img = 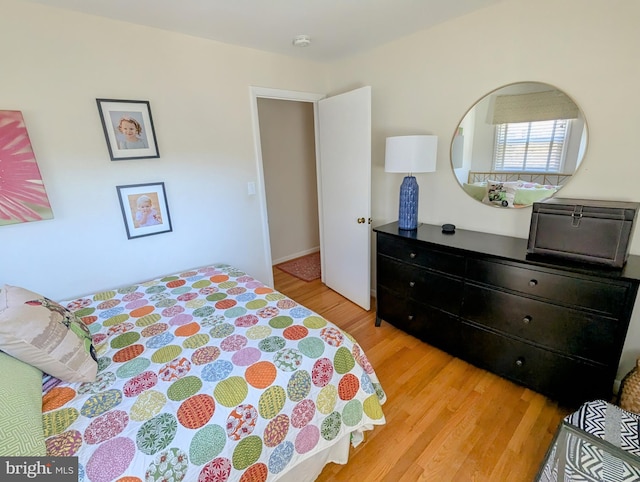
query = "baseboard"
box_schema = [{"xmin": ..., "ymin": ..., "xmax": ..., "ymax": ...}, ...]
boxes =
[{"xmin": 271, "ymin": 246, "xmax": 320, "ymax": 266}]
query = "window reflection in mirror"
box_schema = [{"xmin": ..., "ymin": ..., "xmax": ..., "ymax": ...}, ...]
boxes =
[{"xmin": 451, "ymin": 82, "xmax": 587, "ymax": 207}]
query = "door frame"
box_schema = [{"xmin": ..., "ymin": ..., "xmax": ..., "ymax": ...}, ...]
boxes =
[{"xmin": 249, "ymin": 86, "xmax": 327, "ymax": 286}]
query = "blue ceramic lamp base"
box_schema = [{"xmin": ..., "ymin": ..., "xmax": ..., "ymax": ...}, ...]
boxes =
[{"xmin": 398, "ymin": 176, "xmax": 418, "ymax": 231}]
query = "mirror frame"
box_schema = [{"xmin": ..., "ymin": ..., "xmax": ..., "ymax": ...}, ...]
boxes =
[{"xmin": 449, "ymin": 81, "xmax": 589, "ymax": 208}]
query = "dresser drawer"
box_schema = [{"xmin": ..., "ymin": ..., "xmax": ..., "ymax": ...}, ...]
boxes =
[
  {"xmin": 376, "ymin": 256, "xmax": 463, "ymax": 314},
  {"xmin": 462, "ymin": 324, "xmax": 613, "ymax": 404},
  {"xmin": 462, "ymin": 284, "xmax": 620, "ymax": 363},
  {"xmin": 376, "ymin": 233, "xmax": 464, "ymax": 276},
  {"xmin": 376, "ymin": 287, "xmax": 460, "ymax": 355},
  {"xmin": 467, "ymin": 258, "xmax": 628, "ymax": 318}
]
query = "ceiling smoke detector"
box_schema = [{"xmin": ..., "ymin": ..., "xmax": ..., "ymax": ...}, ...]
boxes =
[{"xmin": 293, "ymin": 35, "xmax": 311, "ymax": 47}]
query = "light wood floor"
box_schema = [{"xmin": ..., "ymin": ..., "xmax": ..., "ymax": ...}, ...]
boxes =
[{"xmin": 273, "ymin": 268, "xmax": 574, "ymax": 482}]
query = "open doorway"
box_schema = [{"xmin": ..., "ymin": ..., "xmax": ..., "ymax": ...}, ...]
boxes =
[{"xmin": 257, "ymin": 98, "xmax": 320, "ymax": 274}]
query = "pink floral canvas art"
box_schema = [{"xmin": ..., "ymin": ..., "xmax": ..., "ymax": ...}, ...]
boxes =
[{"xmin": 0, "ymin": 110, "xmax": 53, "ymax": 226}]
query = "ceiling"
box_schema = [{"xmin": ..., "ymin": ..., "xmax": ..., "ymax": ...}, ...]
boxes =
[{"xmin": 25, "ymin": 0, "xmax": 504, "ymax": 62}]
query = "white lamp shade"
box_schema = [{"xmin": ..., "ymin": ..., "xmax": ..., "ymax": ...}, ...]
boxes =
[{"xmin": 384, "ymin": 136, "xmax": 438, "ymax": 173}]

##############################

Exercise description. Find every line in the entries above that contains the word "frame", and copy each of those lines.

Exercise answer.
query = "door frame"
query = "mirror frame"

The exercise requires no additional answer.